お元気ですか?
この12日、フィギュアスケートの羽生選手の演技が330・43点という驚異的な世界新記録の330点超えを果たしました。と、いわれても、門外漢の私には何が驚異的なのか、何点満点の330点なのか? あの採点はさっぱり分かりません。
それにしても、スペイン・バルセロナでのGPファイナルで男子初の3連覇、その得点内訳がまたややこしいのです。優秀な演技に対して特別なオマケ(出来栄え点)が加点されることで00点満点+アルファーで、10日のショートプログラム(SP)では世界最高得点となる110・95点の世界新記録になって、本人もビックリ仰天、喜ぶより先に驚き顔が映像になったのです。
羽生結弦(ゆずる)選手は、さらに男子フリーで219・48点をマーク、合計330・43点となったのです。優雅で華やかなフィギュアスケートも、地味なトライアスロンやマラソン、水泳やスケートなどの競技には相当な体力が必要です。そのアスリートの体力を支える基本として、ブレス(息継ぎ)に大きく影響する肺活量があります。
羽生選手が氷上をあのスピードで走って宙に跳び4回転サルコウ、3回転トウルーブなどの連続技を決めるには、息切れしないための相当な肺活量が必要です。試合のあとのインタビューで「スコアにはびっくりしましたけど、実際にスケートカナダが終わったあとから、NHK杯まで血のにじむようなつらい練習をしてきました」、この言葉を噛みしめるように言っていました。
それにしても、世界記録を達成するには天性の素質に加えて、どれだけの努力が必要か? これは大変なものです。
どの世界でも一流となるには並外れた素質+努力に優秀な指導者が必要で、その練習は時には過酷としか思えないのです。肺は酸素を取り込み、不要な二酸化炭素を排出する機関です。
肺活量とは 一回の呼吸でどれだけ二酸化炭素主体の内気を吐きだすことが出来るか、その量です。いわば、肺の換気能力でガス交換の量が大きいほど潜在的な活動能力が高いことになります。
この欄でも触れたことがありますが、私の仲間に水泳長距離の世界記録を何回も塗りかえた山中毅(76)氏がいます。その山中選手のファンだった女優の故左幸子さんが、早大水泳部の練習風景を見て仰天した話を私にしたことがあります。彼女も体育大学出身で体操選手でしたから体育会系の交流から早大水泳部の練習も見る機会があったそうです。

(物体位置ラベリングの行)

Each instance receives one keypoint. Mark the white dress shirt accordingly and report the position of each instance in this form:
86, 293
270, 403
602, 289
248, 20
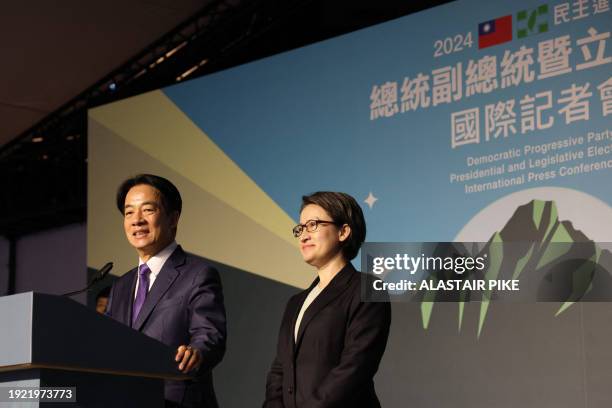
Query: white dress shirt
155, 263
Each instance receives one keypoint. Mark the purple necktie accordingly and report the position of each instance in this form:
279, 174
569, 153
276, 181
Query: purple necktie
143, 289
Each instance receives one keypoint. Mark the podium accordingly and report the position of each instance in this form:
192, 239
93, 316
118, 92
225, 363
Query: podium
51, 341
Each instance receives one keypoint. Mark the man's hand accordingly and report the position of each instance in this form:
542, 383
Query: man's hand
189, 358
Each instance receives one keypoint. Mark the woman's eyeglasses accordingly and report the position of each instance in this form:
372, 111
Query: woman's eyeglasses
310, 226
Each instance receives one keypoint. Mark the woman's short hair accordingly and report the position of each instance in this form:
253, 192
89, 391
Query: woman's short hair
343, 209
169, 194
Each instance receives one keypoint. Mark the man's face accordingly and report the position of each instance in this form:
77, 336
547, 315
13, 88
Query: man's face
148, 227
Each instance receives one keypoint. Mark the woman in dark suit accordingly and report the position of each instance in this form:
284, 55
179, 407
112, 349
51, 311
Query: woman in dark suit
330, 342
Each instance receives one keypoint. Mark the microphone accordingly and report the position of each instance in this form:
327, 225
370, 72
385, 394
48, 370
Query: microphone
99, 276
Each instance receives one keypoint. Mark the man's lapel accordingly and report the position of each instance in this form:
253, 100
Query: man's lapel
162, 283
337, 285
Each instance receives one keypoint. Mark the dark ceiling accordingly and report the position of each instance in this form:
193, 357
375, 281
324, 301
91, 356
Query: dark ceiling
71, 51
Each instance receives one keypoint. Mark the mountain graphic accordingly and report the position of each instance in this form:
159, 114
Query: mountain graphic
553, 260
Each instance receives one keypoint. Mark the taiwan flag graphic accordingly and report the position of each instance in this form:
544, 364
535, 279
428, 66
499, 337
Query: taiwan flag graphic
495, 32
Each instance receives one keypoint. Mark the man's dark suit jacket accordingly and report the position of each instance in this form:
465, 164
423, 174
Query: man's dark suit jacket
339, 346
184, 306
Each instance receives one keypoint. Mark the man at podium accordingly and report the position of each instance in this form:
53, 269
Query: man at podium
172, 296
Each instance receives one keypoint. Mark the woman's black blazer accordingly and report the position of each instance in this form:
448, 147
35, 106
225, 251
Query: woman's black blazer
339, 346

* * *

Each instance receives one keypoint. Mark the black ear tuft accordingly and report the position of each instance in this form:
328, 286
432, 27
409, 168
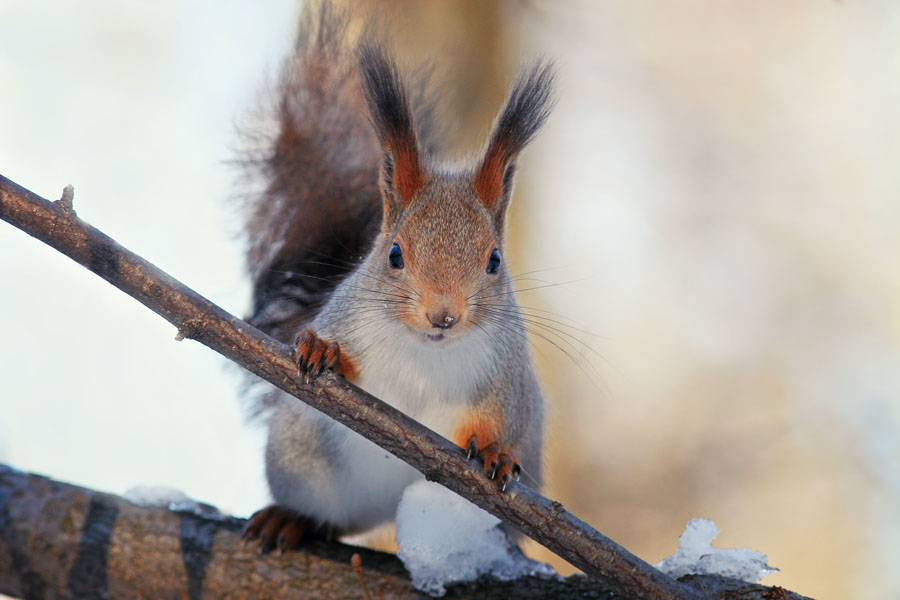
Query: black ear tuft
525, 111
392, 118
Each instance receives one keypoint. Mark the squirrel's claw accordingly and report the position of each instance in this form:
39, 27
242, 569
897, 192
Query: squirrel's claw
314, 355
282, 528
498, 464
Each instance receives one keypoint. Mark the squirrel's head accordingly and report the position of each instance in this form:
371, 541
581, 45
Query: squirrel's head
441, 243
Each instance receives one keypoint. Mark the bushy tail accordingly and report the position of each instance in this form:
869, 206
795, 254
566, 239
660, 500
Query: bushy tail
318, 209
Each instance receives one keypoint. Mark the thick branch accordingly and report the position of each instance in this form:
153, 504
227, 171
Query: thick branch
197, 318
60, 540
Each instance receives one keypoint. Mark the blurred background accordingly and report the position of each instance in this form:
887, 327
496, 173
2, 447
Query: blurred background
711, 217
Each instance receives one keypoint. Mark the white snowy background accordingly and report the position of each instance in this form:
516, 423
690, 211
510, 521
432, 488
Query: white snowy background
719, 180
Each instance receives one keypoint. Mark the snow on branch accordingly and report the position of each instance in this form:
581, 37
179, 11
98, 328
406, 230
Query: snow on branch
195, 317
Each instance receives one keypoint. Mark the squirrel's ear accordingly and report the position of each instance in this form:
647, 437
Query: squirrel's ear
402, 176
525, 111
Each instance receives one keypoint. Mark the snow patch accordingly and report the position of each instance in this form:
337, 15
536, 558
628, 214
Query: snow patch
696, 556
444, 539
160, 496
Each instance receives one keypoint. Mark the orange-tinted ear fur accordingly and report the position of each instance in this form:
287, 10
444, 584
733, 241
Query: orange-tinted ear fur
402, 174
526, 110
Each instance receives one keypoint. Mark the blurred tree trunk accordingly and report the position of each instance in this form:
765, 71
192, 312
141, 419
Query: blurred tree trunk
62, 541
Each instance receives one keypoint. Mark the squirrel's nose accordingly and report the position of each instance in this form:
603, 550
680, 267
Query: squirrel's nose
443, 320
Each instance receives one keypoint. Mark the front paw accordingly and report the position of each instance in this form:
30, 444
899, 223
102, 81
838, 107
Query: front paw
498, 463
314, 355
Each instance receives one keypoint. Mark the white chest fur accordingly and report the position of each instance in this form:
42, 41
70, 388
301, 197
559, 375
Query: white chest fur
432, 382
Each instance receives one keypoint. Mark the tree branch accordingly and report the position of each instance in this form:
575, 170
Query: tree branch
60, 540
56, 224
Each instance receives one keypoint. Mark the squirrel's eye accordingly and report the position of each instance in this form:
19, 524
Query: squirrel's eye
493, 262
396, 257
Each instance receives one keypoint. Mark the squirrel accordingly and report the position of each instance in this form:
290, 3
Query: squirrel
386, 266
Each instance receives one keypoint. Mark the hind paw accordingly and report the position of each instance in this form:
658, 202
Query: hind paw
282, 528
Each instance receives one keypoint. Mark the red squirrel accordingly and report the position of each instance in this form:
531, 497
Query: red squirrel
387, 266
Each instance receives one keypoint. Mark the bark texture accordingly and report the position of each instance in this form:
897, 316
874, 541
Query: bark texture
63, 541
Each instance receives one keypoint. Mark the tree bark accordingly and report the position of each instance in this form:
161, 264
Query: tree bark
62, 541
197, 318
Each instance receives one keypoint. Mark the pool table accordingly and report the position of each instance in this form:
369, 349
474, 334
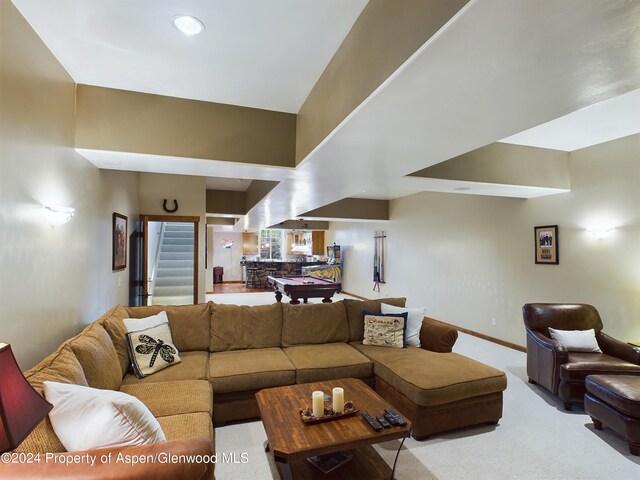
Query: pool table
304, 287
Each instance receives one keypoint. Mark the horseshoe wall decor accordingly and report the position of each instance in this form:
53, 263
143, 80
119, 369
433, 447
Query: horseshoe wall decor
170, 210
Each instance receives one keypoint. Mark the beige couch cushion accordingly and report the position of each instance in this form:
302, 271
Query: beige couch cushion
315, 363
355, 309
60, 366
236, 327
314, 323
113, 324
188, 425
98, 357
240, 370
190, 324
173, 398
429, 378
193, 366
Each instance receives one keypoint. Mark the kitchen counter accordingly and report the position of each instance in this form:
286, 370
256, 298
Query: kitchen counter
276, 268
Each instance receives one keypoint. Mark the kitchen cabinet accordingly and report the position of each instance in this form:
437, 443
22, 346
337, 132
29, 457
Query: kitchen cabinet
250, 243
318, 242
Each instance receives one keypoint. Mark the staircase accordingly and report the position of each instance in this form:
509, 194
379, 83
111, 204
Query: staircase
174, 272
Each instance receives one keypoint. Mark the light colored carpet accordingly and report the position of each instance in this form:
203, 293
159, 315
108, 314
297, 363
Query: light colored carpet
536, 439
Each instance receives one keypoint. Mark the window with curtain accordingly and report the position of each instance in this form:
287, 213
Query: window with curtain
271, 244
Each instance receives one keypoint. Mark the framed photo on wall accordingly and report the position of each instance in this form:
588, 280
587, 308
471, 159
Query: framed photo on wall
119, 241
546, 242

### 課題の目的
羽生選手と肺活量を扱った文章の続きを、最後の文のあとから書くこと。

### 回答
千五百メートルを全力で何本か泳いだ後、短距離のダッシュを何本かして疲れ切ってブラックアウト(失神沈没)寸前でプールの端に手を乗せた山中選手の手を、コーチ役の先輩が「もう一本!」と情け容赦なく足で蹴飛ばした時は、可哀想で涙が出たそうです。後年、山中氏に聞いたところ、その鬼の先輩が私の友人のO氏(故人)だったそうで、これも因縁としか思えません。
その現役時代の山中選手が多分、今までの日本での肺活量計測では一番の記録保持者ではないか、と私は思っています。
肺活量の測定には、幾つかの条件がありますが、その一つの一回の呼吸で吐く量を測る標準的な測定法があります。成人男子の肺活量の標準は、2500~3500cc、女性は1,700~2,300ccです。当然ながら半世紀前の標準的な肺活量測定器の限界は5、000cc、これで充分でした。
ところが全盛期の山中選手の肺活量は、なんと8,000cc、機械を2台続けて使って測定していたのです。なにしろ母も姉も海女、姉の肺活量も6,400cc、これも女性で一番かも知れません。この山中選手、海女並に楽に5分は潜水していられたそうです。
男はたいがい自分がどのぐらい潜っていられるか試しますが、普通は1~2分、頑張って3分、私は2分が限界、それ以上潜ったらあの世逝きです。
さて、この山中選手が自由形で世界に君臨した時代、平泳ぎに潜水泳法で世界一だった古川選手という怪物がいました。なにしろスタートのから50mのターン時に息を吸うだけですから200mでも息継ぎは3回だけです。これが日本のお家芸でオリンピックでもワンツーフィニッシュ、金銀独占。その黄金時代も短期間ではかなく消えました。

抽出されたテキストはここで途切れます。